__DATASET RECORDS__.
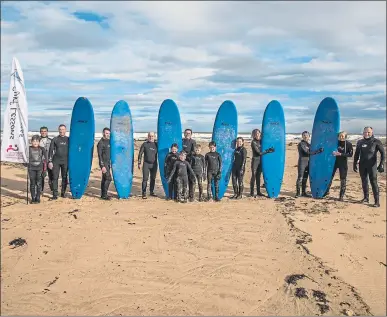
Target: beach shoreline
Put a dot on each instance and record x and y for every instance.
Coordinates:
(264, 256)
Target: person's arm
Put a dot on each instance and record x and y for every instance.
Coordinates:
(380, 148)
(191, 172)
(140, 153)
(51, 150)
(349, 150)
(166, 164)
(170, 177)
(99, 151)
(220, 163)
(244, 153)
(204, 168)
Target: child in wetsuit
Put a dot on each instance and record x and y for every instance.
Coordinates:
(36, 166)
(180, 171)
(238, 168)
(198, 165)
(170, 160)
(214, 168)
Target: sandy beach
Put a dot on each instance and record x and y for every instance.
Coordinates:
(259, 256)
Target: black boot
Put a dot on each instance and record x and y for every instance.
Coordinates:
(236, 193)
(298, 191)
(240, 192)
(343, 187)
(304, 194)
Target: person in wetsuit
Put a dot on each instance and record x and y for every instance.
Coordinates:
(344, 150)
(180, 172)
(149, 150)
(366, 154)
(103, 149)
(36, 166)
(304, 153)
(256, 163)
(45, 142)
(238, 168)
(189, 148)
(169, 162)
(198, 165)
(214, 170)
(58, 160)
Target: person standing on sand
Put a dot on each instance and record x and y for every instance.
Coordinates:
(303, 163)
(149, 150)
(189, 148)
(238, 168)
(103, 149)
(366, 155)
(256, 166)
(58, 160)
(45, 142)
(344, 150)
(36, 167)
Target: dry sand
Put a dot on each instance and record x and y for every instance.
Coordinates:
(246, 257)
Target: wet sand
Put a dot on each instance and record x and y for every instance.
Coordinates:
(152, 257)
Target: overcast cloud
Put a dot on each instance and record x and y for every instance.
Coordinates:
(199, 54)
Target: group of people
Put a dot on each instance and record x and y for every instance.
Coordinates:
(186, 167)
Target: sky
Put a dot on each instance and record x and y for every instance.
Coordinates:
(199, 54)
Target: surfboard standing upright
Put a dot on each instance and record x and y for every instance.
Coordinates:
(169, 131)
(81, 145)
(326, 127)
(273, 135)
(122, 148)
(224, 134)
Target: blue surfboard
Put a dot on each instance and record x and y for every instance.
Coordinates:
(122, 148)
(273, 135)
(169, 131)
(326, 127)
(224, 134)
(81, 145)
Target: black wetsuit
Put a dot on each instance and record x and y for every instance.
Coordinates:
(238, 171)
(366, 150)
(189, 148)
(256, 166)
(341, 163)
(180, 172)
(213, 167)
(45, 143)
(198, 165)
(58, 155)
(169, 162)
(103, 149)
(149, 150)
(36, 165)
(303, 165)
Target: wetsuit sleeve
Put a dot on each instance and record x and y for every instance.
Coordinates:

__WHAT YOU SHOULD DO__. In the entries above, find every line with the word "person" and list it.

__EXERCISE SOLUTION__.
Target: person's arm
Target: person in wetsuit
Target: person standing on sand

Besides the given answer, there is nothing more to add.